▶ [Dataset extract]
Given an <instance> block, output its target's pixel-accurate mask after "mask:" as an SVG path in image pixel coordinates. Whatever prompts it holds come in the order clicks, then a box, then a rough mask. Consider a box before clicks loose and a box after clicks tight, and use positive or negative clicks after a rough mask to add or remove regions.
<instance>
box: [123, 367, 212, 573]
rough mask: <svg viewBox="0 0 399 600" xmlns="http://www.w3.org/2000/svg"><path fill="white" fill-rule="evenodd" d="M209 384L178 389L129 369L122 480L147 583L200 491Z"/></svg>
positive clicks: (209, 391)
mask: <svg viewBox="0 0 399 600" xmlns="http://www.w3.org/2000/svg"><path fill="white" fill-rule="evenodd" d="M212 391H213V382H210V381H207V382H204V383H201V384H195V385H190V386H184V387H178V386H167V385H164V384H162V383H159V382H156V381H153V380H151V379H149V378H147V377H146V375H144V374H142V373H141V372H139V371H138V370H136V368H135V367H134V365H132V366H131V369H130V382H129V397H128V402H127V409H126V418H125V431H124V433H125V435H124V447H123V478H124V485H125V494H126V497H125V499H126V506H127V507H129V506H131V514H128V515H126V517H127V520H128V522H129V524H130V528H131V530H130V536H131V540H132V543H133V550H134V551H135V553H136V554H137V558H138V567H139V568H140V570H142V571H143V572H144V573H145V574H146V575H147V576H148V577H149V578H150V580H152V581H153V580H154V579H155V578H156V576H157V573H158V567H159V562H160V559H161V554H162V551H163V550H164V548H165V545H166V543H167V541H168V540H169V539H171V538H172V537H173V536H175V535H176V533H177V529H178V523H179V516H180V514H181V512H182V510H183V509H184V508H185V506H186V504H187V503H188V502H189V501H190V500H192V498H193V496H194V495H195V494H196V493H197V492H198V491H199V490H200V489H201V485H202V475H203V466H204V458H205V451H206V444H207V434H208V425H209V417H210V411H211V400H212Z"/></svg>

▶ [Required work]
Line by line, return the whole listing without a single difference.

▶ [Written answer]
Given an <instance> block, output its target's pixel-accurate mask after "mask:" as an SVG path in image pixel coordinates. Whatever prompts it holds come in the order clicks, then a box, then a rough mask. Consider a box before clicks loose and a box after clicks tight, and use positive or negative clicks after a rough mask to add or remove regions.
<instance>
box: [123, 367, 212, 573]
rough mask: <svg viewBox="0 0 399 600" xmlns="http://www.w3.org/2000/svg"><path fill="white" fill-rule="evenodd" d="M209 384L178 389L129 369L122 480L147 583L200 491Z"/></svg>
positive clicks: (209, 391)
mask: <svg viewBox="0 0 399 600" xmlns="http://www.w3.org/2000/svg"><path fill="white" fill-rule="evenodd" d="M212 391H213V382H210V381H207V382H204V383H201V384H195V385H190V386H184V387H178V386H167V385H164V384H162V383H159V382H156V381H153V380H151V379H149V378H147V377H146V375H144V374H142V373H141V372H139V371H138V370H136V368H135V367H134V365H132V366H131V369H130V382H129V397H128V402H127V409H126V418H125V431H124V433H125V435H124V447H123V478H124V485H125V494H126V497H125V499H126V506H127V507H129V506H131V514H128V515H126V517H127V520H128V522H129V524H130V528H131V530H130V536H131V540H132V543H133V550H134V551H135V553H136V554H137V558H138V567H139V568H140V570H142V571H143V572H144V573H145V574H146V575H147V576H148V577H149V578H150V580H152V581H153V580H154V579H155V578H156V576H157V573H158V567H159V562H160V559H161V554H162V551H163V550H164V548H165V545H166V543H167V541H168V540H169V539H171V538H172V537H173V536H175V535H176V533H177V529H178V523H179V516H180V514H181V512H182V510H183V509H184V508H185V506H186V504H187V503H188V502H189V501H190V500H192V498H193V496H194V495H195V494H196V493H197V492H198V491H199V490H200V489H201V485H202V475H203V466H204V458H205V451H206V444H207V434H208V425H209V417H210V411H211V400H212Z"/></svg>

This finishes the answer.